● **Written task**:
Rewrite the lines of the listing from the one containing "For each instance of the wooden" through the end of the listing, changing "stick" to "pole" and keeping everything else unchanged. Return only those lines.

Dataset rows
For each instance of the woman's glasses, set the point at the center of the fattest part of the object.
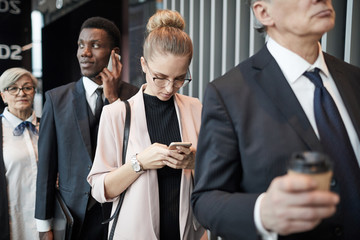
(164, 82)
(16, 90)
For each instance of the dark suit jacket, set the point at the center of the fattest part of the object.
(251, 124)
(65, 149)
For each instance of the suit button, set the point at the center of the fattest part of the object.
(338, 231)
(333, 182)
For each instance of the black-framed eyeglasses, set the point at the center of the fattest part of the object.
(164, 82)
(16, 90)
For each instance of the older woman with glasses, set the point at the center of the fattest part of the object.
(158, 179)
(18, 163)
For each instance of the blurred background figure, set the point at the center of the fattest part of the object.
(18, 164)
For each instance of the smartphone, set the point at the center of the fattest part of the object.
(110, 61)
(173, 145)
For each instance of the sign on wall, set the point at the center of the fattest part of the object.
(15, 34)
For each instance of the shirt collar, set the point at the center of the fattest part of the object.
(90, 86)
(15, 121)
(292, 65)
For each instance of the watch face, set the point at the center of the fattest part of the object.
(136, 167)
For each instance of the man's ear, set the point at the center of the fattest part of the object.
(261, 11)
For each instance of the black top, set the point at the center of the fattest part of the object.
(163, 127)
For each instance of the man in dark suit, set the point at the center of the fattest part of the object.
(260, 113)
(68, 132)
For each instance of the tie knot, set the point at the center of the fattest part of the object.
(314, 77)
(99, 91)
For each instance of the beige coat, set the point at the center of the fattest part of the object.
(139, 215)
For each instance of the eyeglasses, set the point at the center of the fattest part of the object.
(164, 82)
(16, 90)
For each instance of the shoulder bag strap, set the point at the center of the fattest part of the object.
(115, 216)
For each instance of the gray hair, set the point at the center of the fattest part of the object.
(10, 77)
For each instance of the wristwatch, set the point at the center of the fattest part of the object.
(136, 164)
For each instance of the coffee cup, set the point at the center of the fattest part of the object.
(314, 164)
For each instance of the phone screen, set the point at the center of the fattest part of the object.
(110, 61)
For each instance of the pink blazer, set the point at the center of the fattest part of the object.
(139, 215)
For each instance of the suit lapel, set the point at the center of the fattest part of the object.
(278, 90)
(80, 111)
(349, 89)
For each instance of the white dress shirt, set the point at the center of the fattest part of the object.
(20, 159)
(293, 66)
(91, 96)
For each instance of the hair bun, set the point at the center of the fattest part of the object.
(165, 18)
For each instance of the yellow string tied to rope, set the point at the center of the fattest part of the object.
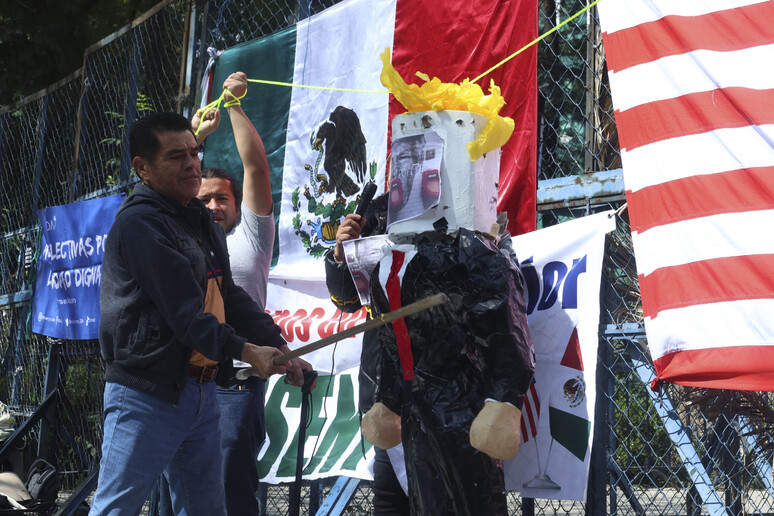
(215, 104)
(434, 95)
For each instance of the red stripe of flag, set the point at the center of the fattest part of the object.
(399, 326)
(743, 367)
(736, 191)
(455, 40)
(530, 413)
(720, 31)
(695, 113)
(709, 281)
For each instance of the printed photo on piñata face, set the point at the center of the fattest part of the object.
(415, 177)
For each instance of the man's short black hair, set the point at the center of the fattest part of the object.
(219, 173)
(144, 134)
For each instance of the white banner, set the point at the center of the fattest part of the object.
(563, 268)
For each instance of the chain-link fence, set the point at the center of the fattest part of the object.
(675, 451)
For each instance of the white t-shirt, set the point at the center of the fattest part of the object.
(250, 245)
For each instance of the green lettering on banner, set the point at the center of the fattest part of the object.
(276, 426)
(329, 448)
(342, 430)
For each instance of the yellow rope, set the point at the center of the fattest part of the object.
(292, 85)
(536, 40)
(236, 101)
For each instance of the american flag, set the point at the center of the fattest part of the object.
(693, 90)
(530, 413)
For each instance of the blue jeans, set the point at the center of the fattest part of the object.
(242, 432)
(145, 436)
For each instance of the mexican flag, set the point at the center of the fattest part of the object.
(332, 59)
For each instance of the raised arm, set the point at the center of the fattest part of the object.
(256, 188)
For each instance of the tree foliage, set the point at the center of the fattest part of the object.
(43, 41)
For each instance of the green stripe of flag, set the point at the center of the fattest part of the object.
(271, 58)
(570, 431)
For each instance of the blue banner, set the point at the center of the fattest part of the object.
(66, 301)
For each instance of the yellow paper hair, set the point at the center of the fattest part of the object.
(434, 95)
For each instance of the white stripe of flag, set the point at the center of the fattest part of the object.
(703, 274)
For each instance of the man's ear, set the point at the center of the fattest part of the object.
(141, 166)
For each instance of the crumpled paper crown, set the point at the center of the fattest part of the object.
(434, 95)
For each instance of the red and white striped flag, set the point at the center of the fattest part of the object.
(693, 90)
(530, 413)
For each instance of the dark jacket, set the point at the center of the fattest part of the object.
(154, 281)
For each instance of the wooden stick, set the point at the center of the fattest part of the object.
(415, 307)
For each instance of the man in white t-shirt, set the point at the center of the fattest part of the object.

● **Result for this task**:
For each instance of the wooden pole, set the point at the center of the fattest part of the object.
(415, 307)
For each instance of the man in white t-shirt, set the point at the center of the fattest part of the object.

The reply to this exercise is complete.